### SUPPLIED PASSAGE
**********

Session: MON 596-630-Pediatric Endocrinology
Poster Board MON-624
We have previously demonstrated that, in children, sleep disorders and oxidative stress are independently associated with risk factors for cardio-vascular disease. Yet, little is known about the correlation between markers of disordered sleep and markers of oxidative stress in the pediatric population.
We prospectively obtained urine samples from obese children with suspected sleep abnormalities undergoing nocturnal polysomnography. Samples were obtained in the evening prior to initiation (“PM” sample) and in the morning after the conclusion of the sleep study (“AM” sample). Urinary 8-isoprostane and hydrogen peroxide (two established markers of oxidative stress) were measured using Elisa assays. A fasting blood sample was obtained in the morning after the sleep study and the following parameters were measured: blood glucose and insulin, lipids, HgbA1C, and HOMA was calculated.
Thus far, we have analyzed the data relative to 18 children (9 males; mean age, 12.5 years). 7 were Hispanic (36.8%), 11 African-American (57.9%) and 1 Caucasian (5.3%). The mean BMI z-score was 2.35 (standard deviation 0.533). Of these 18 children, 12 were found with an “abnormal” sleep study: 5 were diagnosed with primary snoring, 1 with upper airway resistance syndrome, and 6 with varying degrees of obstructive sleep apnea.
Both the PM hydrogen peroxide and the PM 8-isoprostane levels were significantly correlated with their respective AM levels. No significant correlation was found between either AM or PM levels of 8-isoprostane and the following sleep study parameters: total sleep time, sleep latency, % sleep time in REM, AHI, peak end tidal CO2.
In contrast, we found a significant inverse correlation between PM hydrogen peroxide, age, and fasting insulin, while AM hydrogen peroxide was correlated with BMI z-score and fasting glucose. Although not significant (p value 0.07), there was a trend towards an increased mean AM 8-isoprostane in those patients with polysomnographic evidence of sleep apnea (N=8) compared to those without sleep apnea (N=10) (mean levels 11318 pg/mL vs 5757 pg/mL).
These results are preliminary and should be interpreted with caution. However, they suggest that oxidative stress is not consistently correlated with disordered sleep in children. Further analysis in a larger sample is warranted.

**********

### LISTED ENTRIES

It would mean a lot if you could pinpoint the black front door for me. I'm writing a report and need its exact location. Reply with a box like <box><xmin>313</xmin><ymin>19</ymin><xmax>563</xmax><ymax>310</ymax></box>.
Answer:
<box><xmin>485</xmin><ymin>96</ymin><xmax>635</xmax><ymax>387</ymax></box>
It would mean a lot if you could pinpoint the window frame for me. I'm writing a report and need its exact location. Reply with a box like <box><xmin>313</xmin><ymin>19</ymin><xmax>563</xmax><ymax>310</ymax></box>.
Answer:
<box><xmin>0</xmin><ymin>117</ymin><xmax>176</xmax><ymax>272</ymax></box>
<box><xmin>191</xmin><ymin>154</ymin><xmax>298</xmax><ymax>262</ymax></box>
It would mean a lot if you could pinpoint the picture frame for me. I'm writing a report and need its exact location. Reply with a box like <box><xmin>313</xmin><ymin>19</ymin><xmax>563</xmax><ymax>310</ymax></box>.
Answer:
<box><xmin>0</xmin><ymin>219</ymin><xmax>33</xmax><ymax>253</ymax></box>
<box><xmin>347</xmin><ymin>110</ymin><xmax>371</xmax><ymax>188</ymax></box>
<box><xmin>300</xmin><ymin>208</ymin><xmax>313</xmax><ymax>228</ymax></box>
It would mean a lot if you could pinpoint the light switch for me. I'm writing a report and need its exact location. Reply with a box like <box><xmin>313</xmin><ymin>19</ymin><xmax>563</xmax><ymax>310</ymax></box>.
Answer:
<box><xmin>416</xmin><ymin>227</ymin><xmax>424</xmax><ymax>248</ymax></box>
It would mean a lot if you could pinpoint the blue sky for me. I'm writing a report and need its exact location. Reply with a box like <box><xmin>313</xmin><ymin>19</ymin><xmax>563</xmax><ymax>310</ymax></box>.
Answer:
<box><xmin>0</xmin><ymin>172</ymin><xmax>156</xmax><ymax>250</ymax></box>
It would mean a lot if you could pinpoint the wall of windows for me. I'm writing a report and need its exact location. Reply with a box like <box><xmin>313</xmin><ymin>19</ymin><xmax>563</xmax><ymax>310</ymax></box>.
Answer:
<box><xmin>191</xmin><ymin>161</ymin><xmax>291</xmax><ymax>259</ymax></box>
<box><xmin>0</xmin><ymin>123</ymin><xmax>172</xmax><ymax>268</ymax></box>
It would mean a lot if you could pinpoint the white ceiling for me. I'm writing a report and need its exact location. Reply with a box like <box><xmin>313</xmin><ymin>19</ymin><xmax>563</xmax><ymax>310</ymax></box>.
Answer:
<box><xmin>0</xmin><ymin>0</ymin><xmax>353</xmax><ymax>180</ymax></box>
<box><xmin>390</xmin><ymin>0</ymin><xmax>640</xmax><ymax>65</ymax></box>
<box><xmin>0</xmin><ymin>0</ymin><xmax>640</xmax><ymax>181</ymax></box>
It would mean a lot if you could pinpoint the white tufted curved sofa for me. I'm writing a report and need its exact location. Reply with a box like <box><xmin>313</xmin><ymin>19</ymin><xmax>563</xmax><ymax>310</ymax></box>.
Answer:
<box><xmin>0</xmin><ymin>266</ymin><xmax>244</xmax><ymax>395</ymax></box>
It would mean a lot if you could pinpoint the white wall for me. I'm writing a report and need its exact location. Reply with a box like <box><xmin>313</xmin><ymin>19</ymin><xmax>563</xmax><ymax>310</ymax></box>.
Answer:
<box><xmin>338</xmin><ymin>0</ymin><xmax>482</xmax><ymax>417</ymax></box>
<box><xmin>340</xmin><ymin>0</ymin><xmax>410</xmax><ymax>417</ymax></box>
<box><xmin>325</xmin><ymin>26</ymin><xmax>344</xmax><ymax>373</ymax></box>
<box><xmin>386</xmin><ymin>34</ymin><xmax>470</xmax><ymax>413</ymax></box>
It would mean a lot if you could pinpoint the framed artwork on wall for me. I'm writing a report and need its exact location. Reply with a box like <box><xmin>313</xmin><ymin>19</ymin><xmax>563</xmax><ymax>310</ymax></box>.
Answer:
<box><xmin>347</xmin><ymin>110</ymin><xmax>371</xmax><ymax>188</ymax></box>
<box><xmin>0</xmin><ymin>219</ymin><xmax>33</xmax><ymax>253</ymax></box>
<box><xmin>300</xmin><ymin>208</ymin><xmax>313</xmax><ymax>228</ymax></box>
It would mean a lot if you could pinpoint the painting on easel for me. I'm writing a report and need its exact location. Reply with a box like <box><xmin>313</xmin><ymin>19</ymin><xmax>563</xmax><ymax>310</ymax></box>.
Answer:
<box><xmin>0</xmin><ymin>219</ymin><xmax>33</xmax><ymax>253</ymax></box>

**********

According to the pediatric sleep and oxidative stress abstract, which two urinary markers of oxidative stress were measured?

Urinary 8-isoprostane and hydrogen peroxide.